Excerpt =>

Search code examples
google-cloud-storagegoogle-cloud-dataproc

Error Connecting to GCS using Private Keys


Scenario is that we have Project1 from where we are trying to access Project2 GCS. We are passing private key of project 2 to SparkSession and job is running in project 1 but it is giving Invalid PKCS8 data.

Dataproc version - 1.4

session.sparkContext().hadoopConfiguration().set("fs.gs.auth.service.account.private.key.id","<private-key-id>");
session.sparkContext().hadoopConfiguration().set("fs.gs.auth.service.account.private.key",<private-key>");
session.sparkContext().hadoopConfiguration().set("fs.gs.auth.service.account.email","<client-email>");

ERROR:

2022-02-17T16:19:09.231359147Z DEFAULT Invalid PKCS8 data.   at com.google.cloud.hadoop.repackaged.gcs.com.google.cloud.hadoop.util.CredentialFactory.privateKeyFromPkcs8(CredentialFactory.java:346)    at com.google.cloud.hadoop.repackaged.gcs.com.google.cloud.hadoop.util.CredentialFactory.getCredentialsFromSAParameters(CredentialFactory.java:310)   at com.google.cloud.hadoop.repackaged.gcs.com.google.cloud.hadoop.util.CredentialFactory.getCredential(CredentialFactory.java:393)   at com.google.cloud.hadoop.fs.gcs.GoogleHadoopFileSystemBase.getCredential(GoogleHadoopFileSystemBase.java:1324)    at com.google.cloud.hadoop.fs.gcs.GoogleHadoopFileSystemBase.createGcsFs(GoogleHadoopFileSystemBase.java:1459) at com.google.cloud.hadoop.fs.gcs.GoogleHadoopFileSystemBase.configure(GoogleHadoopFileSystemBase.java:1443)  at com.google.cloud.hadoop.fs.gcs.GoogleHadoopFileSystemBase.initialize(GoogleHadoopFileSystemBase.java:467)  at org.apache.hadoop.fs.FileSystem.createFileSystem(FileSystem.java:3242)    at org.apache.hadoop.fs.FileSystem.access$200(FileSystem.java:121)   at org.apache.hadoop.fs.FileSystem$Cache.getInternal(FileSystem.java:3291)   at org.apache.hadoop.fs.FileSystem$Cache.get(FileSystem.java:3259)   at org.apache.hadoop.fs.FileSystem.get(FileSystem.java:470)   at com.gcp.util.Day2Util.deleteGCSPartFile(Day2Util.java:430)    at com.gcp.ReadGCSWithSA.main(ReadGCSWithSA.java:42)    at sun.reflect.NativeMethodAccessorImpl.invoke0(Native Method) at sun.reflect.NativeMethodAccessorImpl.invoke(NativeMethodAccessorImpl.java:62)    at sun.reflect.DelegatingMethodAccessorImpl.invoke(DelegatingMethodAccessorImpl.java:43)    at java.lang.reflect.Method.invoke(Method.java:498)   at org.apache.spark.deploy.JavaMainApplication.start(SparkApplication.scala:52) at org.apache.spark.deploy.SparkSubmit.org$apache$spark$deploy$SparkSubmit$$runMain(SparkSubmit.scala:855)   at org.apache.spark.deploy.SparkSubmit.doRunMain$1(SparkSubmit.scala:161)    at org.apache.spark.deploy.SparkSubmit.submit(SparkSubmit.scala:184)  at org.apache.spark.deploy.SparkSubmit.doSubmit(SparkSubmit.scala:86)  at org.apache.spark.deploy.SparkSubmit$$anon$2.doSubmit(SparkSubmit.scala:939) at org.apache.spark.deploy.SparkSubmit$.main(SparkSubmit.scala:948)   at org.apache.spark.deploy.SparkSubmit.main(SparkSubmit.scala)

Dataset section =>

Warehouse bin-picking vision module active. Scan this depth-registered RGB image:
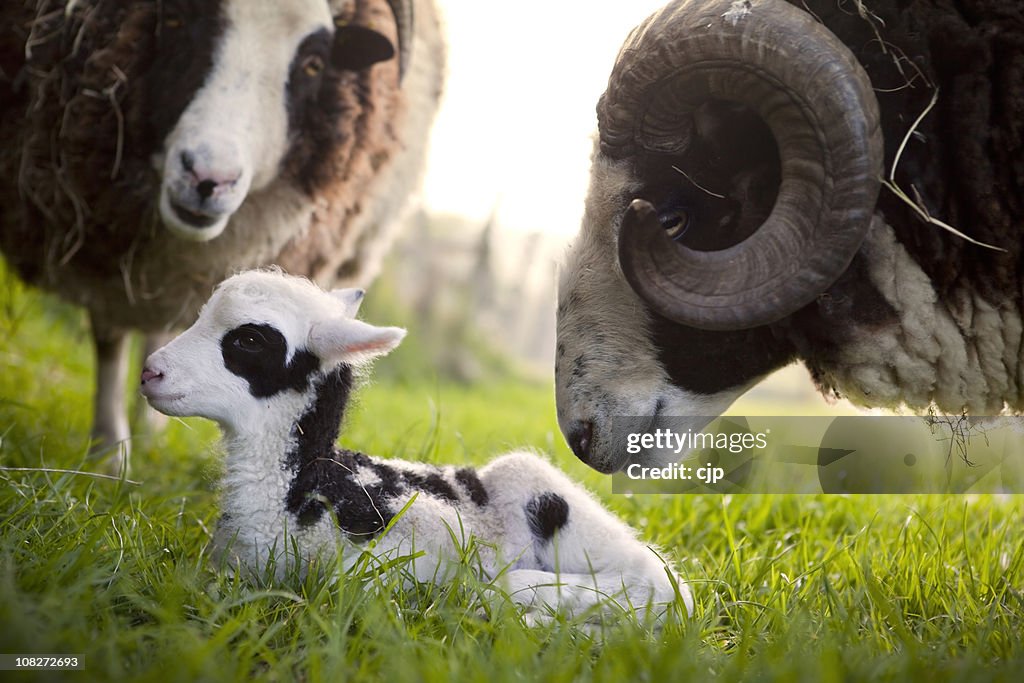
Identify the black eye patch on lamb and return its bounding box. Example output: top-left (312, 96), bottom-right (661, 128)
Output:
top-left (220, 325), bottom-right (319, 398)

Given exercise A =>
Please edit the GCS error post from "Search code examples" to "giving Invalid PKCS8 data.", putting "ProjectTwo" in place of "Project2".
Given exercise B =>
Answer these about the GCS error post:
(i) What Dataproc version is given?
(ii) In which project is the job running?
(iii) What error message does the job give?
Given exercise C =>
List every Hadoop configuration key that the code in the GCS error post sets.

Task answer A =>
Search code examples
google-cloud-storagegoogle-cloud-dataproc

Error Connecting to GCS using Private Keys


Scenario is that we have Project1 from where we are trying to access ProjectTwo GCS. We are passing private key of project 2 to SparkSession and job is running in project 1 but it is giving Invalid PKCS8 data.

Task answer B =>
(i) 1.4
(ii) Project 1
(iii) Invalid PKCS8 data.

Task answer C =>
fs.gs.auth.service.account.private.key.id
fs.gs.auth.service.account.private.key
fs.gs.auth.service.account.email